▶

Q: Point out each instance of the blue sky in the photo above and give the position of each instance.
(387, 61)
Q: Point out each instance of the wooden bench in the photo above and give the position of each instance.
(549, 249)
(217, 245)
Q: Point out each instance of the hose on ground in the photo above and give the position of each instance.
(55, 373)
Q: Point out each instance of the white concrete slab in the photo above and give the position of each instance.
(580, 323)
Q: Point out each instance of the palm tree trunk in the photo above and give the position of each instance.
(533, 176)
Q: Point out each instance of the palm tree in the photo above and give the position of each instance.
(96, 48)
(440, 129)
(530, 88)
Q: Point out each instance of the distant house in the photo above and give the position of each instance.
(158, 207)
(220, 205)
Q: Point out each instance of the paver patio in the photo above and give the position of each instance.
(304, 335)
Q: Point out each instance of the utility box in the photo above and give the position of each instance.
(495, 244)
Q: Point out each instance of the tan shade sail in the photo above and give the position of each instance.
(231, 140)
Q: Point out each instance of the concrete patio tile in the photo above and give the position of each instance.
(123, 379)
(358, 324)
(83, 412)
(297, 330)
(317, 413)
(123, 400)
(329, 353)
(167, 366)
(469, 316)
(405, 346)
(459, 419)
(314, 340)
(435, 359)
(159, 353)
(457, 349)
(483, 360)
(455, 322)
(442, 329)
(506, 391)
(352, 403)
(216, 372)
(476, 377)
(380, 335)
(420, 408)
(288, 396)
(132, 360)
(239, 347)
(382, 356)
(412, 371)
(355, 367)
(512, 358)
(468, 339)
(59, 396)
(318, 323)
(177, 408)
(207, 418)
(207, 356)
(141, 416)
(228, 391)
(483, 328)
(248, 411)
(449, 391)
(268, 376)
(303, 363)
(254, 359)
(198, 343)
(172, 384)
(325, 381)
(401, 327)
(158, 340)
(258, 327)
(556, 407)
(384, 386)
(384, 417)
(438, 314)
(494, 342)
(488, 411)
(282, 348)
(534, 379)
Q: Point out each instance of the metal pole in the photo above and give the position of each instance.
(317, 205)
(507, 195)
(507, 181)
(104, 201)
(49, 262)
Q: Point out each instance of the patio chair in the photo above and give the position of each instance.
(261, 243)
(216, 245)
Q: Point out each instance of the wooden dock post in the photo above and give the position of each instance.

◀

Your assignment
Each line from the one holding "Q: Point out each instance of the metal" to the end of the data above goes into the answer exactly as written, and no other line does.

Solved exercise
Q: Point out each instance of the metal pole in the photo above and give the position of each instance.
(317, 205)
(507, 195)
(507, 181)
(104, 201)
(49, 262)
Q: Point out each instance of the patio chair in the photo above and give the position of each instance.
(261, 243)
(216, 245)
Q: Point out each instance of the wooden dock post in the photo above and give the position of each instance.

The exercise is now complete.